GEGEVEN TEKST:
In Nederland is de versnippering rondom de private misdaadbestrijding (ook bekend als ‘witwasbestrijding’ en de bestrijding van terrorismefinanciering) enorm. Waar een klein land klein in kan zijn… Naast de wet en de formele uitvoeringsregels produceren overheidstoezichthouders zoals DNB en AFM allerlei documenten met aanwijzingen, toelichting en soms ook aanvullende regels.
De NVB Standaarden
De Nederlandse banken hebben nu ook een duit in het zakje gedaan, door eigen ‘standaarden’ vast te stellen (aankondiging). Opvallend is dat die standaarden niet in het Nederlands zijn. Alleen een document getiteld ‘extra informatie’ is dat wel.
Het maakt duidelijk dat de standaarden voor de Europese bankentoezichthouder en de nationale toezichthouder DNB bestemd zijn. Het geeft ook aan dat de banken geen belangstelling hebben voor de klanten die consument zijn of tot het midden- en kleinbedrijf behoren.
Waar zijn ze voor?

OPDRACHT:
Pak de tekst over de NVB Standaarden op na de laatste regel en schrijf hem verder. De rijen die volgen, staan los van de tekst over de NVB Standaarden.

GEGEVEN RIJEN:
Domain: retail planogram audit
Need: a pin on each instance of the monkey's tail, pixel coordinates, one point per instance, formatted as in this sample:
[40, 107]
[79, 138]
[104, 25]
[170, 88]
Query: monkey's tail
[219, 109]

ANTWOORD:
In de Nederlandstalige toelichting wordt gezegd dat de standaarden:
heldere uitgangspunten [bieden] voor het risicogebaseerd toepassen van de open normen in de Wwft in het klantonderzoek door banken. Met als doel: meer consistentie en risicorelevantie in het klantonderzoek. Banken willen een effectieve en efficiënte poortwachter zijn. Met klantonderzoek dat zo min mogelijk impact heeft op bonafide klanten, maar dat het criminelen moeilijk maakt om het financiële systeem te misbruiken voor onder meer witwassen.
Dat zijn de vaagheden die voor de hele private misdaadbestrijding zouden moeten gelden, maar waarvan in de praktijk niets terecht komt.
De NVB beweert in de toelichting dat duidelijkheid zou worden gecreëerd:
De standaarden geven antwoord op de vraag: wat is een adequate uitvoering van het wettelijk verplichte klantonderzoek? Wat moeten banken weten en vastleggen over klanten en risico’s? De standaarden zijn opgesteld voor banken. Maar ze geven ook andere partijen duidelijkheid. Bijvoorbeeld consumenten(organisaties) en medewerkers in bepaalde sectoren. De standaarden geven ook andere poortwachters meer inzicht in welke informatie banken nodig hebben voor hun wettelijk verplichte onderzoek naar klanten en transacties.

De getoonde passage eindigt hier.